**SELECTED EXTRACT:**
====

Princeton High School is a public, co-educational high school in Sharonville, Ohio, United States. The school is a part of the Princeton City School District.

Princeton High School offers grades nine through twelve, educating students from the Cincinnati metropolitan area communities of Evendale, Glendale, Lincoln Heights, Springdale, Sharonville, Woodlawn, Heritage Hill and portions of Blue Ash, Deerfield Township, West Chester Township, and Springfield Township since its establishment in 1955.
Princeton High School is near the intersection of interstates 75 and 275 at 100 Viking Way.

The school offers advanced placement and International Baccalaureate courses, as well as technology, music and athletic programs.  Princeton High School is accredited by the North Central Association.

Princeton High School hosts one of only 22 International Baccalaureate Diploma Programs available in Ohio. There are over 125 students who have graduated with a full International Baccalaureate (IB).

History

Princeton High School was established in 1955 and graduated its first class in 1959.  In 1955, the school districts of Woodlawn, Glendale, Springdale, Crescentville, Sharonville, Runyan, Stewart and Evendale consolidated to form the Princeton City School District.  The name was taken from the prevalent PR phone prefix used in the area and from Princeton Pike.  Princeton High School was built on its current site in 1957-58.

====

**DATASET EXTRACT:**

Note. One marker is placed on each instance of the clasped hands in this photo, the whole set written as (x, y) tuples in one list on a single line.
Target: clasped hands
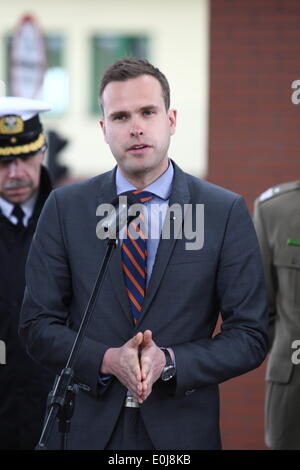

====

**PROBLEM STATEMENT:** Repeat the passage from the Princeton High School text verbatim, starting with "Princeton High School is near" and going on through "North Central Association.". The data are not required for the task that follows.

**ANSWER BELOW:**
Princeton High School is near the intersection of interstates 75 and 275 at 100 Viking Way.

The school offers advanced placement and International Baccalaureate courses, as well as technology, music and athletic programs.  Princeton High School is accredited by the North Central Association.